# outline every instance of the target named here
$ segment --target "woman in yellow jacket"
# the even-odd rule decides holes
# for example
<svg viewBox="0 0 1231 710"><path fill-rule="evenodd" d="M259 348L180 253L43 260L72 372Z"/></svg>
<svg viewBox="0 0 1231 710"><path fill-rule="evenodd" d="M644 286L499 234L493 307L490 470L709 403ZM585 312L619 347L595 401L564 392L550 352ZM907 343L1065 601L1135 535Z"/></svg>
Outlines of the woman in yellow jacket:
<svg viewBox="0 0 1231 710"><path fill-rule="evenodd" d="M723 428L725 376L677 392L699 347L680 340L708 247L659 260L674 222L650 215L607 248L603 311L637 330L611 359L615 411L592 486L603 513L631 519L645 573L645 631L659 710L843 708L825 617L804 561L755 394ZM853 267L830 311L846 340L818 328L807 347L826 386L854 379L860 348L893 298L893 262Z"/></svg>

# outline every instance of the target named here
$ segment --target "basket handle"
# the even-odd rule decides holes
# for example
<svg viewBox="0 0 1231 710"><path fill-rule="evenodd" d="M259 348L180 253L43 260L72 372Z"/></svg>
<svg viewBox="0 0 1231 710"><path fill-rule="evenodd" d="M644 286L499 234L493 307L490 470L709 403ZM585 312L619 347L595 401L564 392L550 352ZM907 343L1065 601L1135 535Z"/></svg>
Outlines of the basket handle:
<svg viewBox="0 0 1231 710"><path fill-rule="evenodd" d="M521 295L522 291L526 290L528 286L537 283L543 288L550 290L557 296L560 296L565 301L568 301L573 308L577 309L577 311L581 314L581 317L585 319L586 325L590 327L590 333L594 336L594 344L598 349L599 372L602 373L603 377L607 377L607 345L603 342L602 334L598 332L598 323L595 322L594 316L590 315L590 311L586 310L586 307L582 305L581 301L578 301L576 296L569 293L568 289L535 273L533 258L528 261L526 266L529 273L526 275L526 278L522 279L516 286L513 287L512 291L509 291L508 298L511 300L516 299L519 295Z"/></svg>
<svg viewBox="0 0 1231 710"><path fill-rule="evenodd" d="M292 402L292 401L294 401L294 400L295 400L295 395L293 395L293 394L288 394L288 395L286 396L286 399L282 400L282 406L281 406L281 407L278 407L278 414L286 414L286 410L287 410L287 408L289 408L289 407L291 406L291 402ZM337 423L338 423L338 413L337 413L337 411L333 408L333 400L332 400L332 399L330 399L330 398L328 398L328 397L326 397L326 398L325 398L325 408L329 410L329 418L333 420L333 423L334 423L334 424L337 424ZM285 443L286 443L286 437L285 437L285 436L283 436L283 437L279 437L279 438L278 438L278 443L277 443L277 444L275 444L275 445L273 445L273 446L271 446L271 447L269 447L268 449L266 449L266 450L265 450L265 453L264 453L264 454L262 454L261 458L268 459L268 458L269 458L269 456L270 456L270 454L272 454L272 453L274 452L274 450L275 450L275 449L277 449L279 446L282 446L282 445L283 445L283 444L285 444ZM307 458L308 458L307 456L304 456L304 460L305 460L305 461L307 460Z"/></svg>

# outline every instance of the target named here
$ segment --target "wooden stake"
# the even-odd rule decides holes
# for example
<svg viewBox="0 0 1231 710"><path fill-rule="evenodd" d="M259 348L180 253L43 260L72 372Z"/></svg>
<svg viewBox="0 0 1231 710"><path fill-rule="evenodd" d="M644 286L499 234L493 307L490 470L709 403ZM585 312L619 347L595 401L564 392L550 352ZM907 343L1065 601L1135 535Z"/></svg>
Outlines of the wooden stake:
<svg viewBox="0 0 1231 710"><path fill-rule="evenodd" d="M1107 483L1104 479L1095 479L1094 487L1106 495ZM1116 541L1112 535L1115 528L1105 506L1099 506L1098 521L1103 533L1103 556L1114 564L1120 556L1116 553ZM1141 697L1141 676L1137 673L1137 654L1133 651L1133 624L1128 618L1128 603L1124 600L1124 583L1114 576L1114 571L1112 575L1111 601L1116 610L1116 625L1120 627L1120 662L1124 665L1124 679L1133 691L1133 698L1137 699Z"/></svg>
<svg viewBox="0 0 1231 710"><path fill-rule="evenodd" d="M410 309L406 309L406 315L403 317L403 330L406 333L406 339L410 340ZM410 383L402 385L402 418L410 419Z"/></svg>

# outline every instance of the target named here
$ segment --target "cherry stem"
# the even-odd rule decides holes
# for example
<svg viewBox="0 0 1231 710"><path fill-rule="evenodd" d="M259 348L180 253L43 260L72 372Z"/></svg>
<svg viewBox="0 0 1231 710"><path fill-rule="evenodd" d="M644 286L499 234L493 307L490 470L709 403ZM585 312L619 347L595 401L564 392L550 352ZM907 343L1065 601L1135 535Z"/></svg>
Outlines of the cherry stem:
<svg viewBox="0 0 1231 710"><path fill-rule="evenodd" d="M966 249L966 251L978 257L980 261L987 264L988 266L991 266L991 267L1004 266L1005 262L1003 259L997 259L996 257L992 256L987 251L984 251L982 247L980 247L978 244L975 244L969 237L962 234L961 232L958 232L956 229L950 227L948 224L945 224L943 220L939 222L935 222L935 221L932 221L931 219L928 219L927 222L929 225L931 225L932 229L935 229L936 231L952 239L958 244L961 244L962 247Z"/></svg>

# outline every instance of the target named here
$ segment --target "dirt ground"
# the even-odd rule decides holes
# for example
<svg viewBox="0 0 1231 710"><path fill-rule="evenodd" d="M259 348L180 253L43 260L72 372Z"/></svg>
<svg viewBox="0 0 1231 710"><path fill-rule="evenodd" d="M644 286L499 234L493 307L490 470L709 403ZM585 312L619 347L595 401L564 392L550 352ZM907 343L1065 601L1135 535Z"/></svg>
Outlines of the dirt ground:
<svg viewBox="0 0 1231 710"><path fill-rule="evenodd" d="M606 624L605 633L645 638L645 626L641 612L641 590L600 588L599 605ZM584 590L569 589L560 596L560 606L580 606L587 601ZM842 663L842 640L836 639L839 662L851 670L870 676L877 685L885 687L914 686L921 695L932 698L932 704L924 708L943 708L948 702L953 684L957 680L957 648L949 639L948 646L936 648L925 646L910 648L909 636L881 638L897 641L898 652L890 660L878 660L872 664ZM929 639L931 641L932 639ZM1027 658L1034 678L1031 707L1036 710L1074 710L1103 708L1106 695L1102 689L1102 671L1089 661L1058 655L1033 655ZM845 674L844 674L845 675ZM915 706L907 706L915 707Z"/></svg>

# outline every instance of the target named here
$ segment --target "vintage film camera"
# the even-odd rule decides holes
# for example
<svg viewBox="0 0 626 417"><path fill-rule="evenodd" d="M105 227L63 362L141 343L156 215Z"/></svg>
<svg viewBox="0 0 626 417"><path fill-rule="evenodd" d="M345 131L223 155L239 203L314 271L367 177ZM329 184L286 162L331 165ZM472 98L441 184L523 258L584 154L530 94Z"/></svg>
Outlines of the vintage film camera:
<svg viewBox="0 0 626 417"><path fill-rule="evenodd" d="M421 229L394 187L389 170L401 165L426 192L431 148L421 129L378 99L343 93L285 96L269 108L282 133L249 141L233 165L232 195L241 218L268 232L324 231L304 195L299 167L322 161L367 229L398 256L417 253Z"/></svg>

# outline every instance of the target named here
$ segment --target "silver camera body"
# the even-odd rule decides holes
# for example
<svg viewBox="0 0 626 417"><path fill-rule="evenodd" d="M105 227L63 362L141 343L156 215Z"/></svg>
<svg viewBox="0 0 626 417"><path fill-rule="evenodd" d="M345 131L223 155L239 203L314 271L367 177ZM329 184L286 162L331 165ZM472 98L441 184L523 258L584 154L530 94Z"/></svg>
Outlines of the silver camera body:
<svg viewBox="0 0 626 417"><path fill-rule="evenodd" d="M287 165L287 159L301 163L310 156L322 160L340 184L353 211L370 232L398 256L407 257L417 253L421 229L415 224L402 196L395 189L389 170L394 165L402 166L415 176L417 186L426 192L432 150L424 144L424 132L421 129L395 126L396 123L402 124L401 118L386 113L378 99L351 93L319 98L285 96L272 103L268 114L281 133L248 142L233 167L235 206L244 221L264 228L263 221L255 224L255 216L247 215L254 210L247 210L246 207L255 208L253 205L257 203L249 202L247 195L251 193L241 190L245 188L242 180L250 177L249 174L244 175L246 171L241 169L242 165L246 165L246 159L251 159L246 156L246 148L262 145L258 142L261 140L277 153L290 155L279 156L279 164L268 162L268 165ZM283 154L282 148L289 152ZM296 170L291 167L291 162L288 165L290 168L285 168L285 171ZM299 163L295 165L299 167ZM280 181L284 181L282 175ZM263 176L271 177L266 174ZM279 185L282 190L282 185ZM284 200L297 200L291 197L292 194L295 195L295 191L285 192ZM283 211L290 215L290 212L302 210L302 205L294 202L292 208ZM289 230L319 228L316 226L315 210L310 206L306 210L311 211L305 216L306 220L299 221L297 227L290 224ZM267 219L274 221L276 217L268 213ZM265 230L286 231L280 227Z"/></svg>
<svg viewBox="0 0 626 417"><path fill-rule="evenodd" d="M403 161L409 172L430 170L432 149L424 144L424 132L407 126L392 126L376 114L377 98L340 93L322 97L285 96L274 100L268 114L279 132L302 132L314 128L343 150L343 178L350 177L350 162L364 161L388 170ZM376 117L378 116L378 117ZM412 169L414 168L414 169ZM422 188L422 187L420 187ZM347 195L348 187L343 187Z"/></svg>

^^^^

» **Task details**
In the material above, report how many lines hold the word "segment", and add nothing to the figure.

» **Task answer**
7